Tâche demandée>
Placez dans une liste JSON de chaînes, à raison d'une chaîne par ligne et sans les lignes vides, le passage qui va de la ligne contenant « Pick out the shorebird » jusqu'à la ligne contenant « (1047, 595) », ces deux lignes comprises.

Items>
┄┄┄┄┄┄┄┄┄┄
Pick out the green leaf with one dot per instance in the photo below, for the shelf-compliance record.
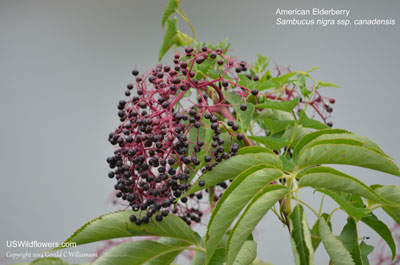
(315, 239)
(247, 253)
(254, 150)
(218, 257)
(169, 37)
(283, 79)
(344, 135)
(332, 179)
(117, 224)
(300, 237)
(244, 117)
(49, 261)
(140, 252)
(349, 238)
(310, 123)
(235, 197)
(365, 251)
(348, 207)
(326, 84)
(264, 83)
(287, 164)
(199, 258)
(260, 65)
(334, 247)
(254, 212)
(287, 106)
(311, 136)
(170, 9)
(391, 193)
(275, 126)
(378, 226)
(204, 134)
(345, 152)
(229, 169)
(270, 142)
┄┄┄┄┄┄┄┄┄┄
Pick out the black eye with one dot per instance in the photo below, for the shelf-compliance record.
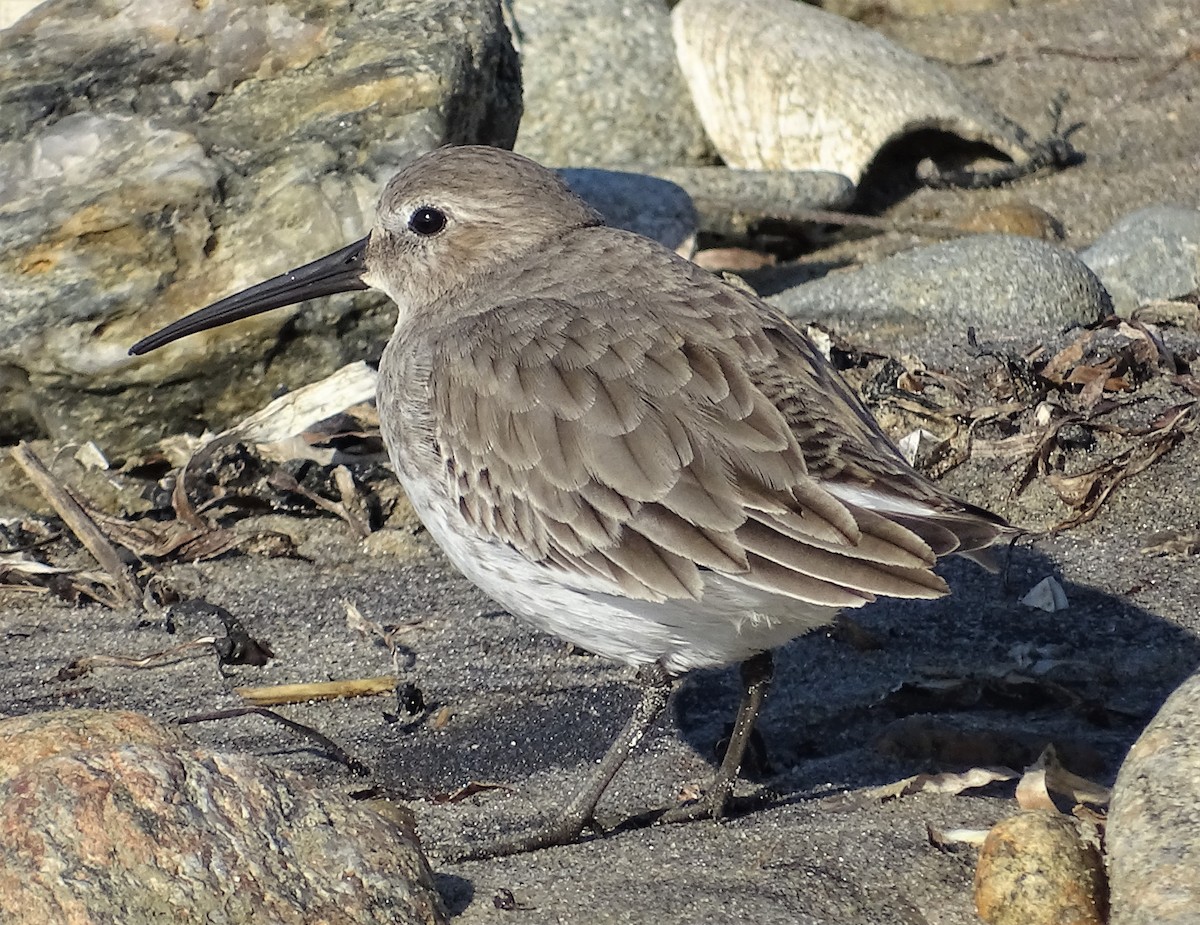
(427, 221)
┄┄┄┄┄┄┄┄┄┄
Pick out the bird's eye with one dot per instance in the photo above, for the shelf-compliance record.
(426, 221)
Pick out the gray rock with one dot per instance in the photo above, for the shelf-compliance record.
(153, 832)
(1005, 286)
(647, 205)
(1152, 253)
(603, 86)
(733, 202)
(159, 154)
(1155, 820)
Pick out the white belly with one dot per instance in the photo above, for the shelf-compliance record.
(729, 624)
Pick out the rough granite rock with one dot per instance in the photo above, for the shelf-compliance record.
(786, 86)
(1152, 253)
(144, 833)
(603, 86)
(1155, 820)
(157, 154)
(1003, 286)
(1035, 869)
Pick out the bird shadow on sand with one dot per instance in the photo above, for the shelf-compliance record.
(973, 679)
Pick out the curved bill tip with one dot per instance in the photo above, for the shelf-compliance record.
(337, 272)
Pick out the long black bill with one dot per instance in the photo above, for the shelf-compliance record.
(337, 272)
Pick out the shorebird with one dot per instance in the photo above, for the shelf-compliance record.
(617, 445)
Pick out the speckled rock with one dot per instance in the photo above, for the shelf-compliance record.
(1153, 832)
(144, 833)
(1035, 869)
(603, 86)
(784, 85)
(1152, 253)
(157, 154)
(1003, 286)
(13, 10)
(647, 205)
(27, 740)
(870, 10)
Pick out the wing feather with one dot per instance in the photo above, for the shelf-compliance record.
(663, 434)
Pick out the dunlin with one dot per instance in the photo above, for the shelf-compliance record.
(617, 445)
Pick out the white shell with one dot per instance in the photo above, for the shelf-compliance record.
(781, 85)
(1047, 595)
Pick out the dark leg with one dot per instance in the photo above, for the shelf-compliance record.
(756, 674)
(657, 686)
┄┄┄┄┄┄┄┄┄┄
Résultat de la tâche>
[
  "Pick out the shorebird with one dot per instance in the photo above, for the shelf-compliance record.",
  "(617, 445)",
  "Pick out the speckled rock with one dot per instance in the photo above, for the shelf-compliance record.",
  "(1153, 832)",
  "(144, 833)",
  "(1035, 869)",
  "(603, 86)",
  "(784, 85)",
  "(1152, 253)",
  "(157, 154)",
  "(1003, 286)",
  "(13, 10)",
  "(647, 205)",
  "(27, 740)",
  "(870, 10)",
  "Pick out the wing feather with one dot per instance in the photo above, for the shelf-compliance record.",
  "(663, 434)",
  "Pick out the dunlin with one dot per instance in the photo above, for the shelf-compliance record.",
  "(617, 445)",
  "Pick out the white shell with one dot per instance in the photo above, for the shelf-compliance record.",
  "(781, 85)",
  "(1047, 595)"
]